Aim of the exercise:
Wherever the word "shower" appears in a line of the records, copy that line.

Given records:

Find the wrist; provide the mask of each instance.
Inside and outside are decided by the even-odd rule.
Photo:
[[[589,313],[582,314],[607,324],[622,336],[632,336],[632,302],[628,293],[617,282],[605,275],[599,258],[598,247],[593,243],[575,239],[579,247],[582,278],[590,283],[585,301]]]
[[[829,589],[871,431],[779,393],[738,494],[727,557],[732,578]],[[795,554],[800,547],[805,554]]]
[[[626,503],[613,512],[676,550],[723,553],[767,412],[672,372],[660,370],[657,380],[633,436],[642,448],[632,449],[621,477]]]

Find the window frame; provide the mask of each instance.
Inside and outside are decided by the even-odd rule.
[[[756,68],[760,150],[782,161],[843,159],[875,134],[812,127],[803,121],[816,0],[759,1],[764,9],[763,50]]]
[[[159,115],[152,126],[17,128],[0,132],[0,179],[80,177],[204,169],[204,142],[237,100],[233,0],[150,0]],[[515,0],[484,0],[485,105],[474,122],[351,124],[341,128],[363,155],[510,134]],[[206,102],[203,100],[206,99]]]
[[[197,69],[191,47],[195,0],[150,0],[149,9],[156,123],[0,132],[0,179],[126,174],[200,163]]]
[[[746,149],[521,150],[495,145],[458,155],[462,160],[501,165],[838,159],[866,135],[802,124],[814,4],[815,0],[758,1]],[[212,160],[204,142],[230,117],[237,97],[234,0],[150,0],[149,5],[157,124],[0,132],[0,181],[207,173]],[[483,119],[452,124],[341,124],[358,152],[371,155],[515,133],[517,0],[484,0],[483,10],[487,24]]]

...

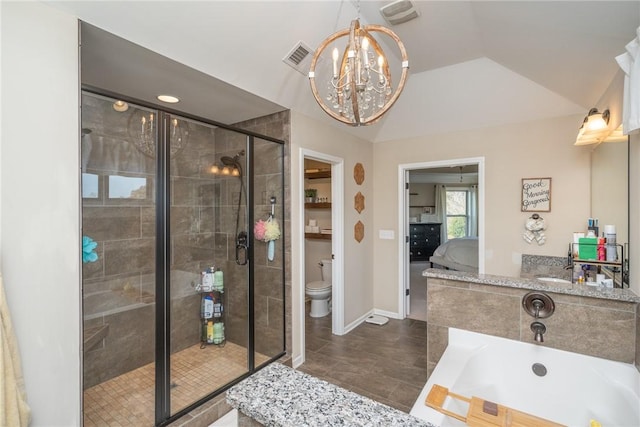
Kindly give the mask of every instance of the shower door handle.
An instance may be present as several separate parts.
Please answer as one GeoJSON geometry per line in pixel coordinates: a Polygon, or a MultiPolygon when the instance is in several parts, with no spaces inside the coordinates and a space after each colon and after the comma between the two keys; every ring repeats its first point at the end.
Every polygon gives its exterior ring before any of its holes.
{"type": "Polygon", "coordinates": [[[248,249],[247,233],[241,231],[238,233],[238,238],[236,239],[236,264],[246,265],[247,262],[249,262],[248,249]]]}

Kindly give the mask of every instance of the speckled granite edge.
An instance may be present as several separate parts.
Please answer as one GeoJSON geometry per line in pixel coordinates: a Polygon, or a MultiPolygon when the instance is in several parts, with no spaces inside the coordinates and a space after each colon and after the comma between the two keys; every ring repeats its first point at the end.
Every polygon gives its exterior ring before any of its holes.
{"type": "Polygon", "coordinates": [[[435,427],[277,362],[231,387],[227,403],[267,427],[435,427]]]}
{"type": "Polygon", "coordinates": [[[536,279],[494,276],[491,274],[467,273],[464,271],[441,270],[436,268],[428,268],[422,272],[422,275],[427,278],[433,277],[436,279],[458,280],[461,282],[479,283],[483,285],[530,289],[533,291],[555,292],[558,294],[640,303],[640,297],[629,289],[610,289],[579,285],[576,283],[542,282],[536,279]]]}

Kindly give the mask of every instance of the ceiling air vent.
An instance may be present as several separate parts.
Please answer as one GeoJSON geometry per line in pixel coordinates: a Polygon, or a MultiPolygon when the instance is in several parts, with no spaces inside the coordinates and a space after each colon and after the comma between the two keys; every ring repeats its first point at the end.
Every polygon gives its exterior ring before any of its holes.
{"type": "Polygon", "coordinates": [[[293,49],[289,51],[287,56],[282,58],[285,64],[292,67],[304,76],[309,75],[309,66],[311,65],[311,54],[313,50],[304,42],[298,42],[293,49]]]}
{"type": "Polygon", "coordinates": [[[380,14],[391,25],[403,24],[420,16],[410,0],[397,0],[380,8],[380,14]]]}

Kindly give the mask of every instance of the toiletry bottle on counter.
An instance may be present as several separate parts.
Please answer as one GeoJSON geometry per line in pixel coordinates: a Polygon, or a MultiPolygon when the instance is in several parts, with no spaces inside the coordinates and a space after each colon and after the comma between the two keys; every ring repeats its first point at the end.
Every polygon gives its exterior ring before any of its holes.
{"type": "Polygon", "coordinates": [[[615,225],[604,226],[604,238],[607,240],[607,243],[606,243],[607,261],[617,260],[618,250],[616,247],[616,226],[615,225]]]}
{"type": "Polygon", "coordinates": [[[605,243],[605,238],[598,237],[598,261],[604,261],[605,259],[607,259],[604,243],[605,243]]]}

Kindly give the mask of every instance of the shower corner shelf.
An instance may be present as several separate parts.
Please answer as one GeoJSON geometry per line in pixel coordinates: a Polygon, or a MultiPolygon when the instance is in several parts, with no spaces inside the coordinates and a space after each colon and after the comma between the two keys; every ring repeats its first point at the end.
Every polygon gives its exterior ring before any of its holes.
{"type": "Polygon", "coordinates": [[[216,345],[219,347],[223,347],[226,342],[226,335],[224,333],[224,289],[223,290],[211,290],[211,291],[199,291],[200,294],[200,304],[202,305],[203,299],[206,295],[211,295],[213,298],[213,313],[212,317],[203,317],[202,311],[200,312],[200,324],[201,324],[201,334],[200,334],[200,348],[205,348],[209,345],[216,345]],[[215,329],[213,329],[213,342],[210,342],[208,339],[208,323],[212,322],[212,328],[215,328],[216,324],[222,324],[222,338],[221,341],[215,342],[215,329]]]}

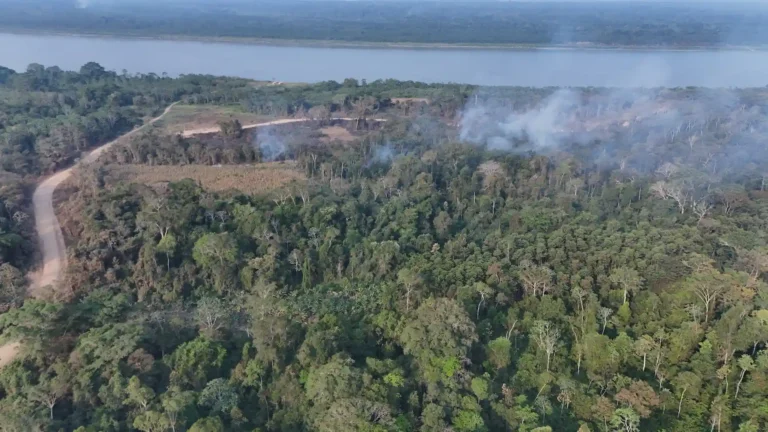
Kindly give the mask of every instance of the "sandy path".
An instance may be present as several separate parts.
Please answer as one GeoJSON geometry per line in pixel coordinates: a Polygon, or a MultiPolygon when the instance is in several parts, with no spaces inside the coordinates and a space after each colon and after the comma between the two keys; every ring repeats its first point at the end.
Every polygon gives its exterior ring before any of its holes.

Task response:
Kindly give the mask of every instance of the shower door handle.
Kindly give the mask of every instance of the shower corner shelf.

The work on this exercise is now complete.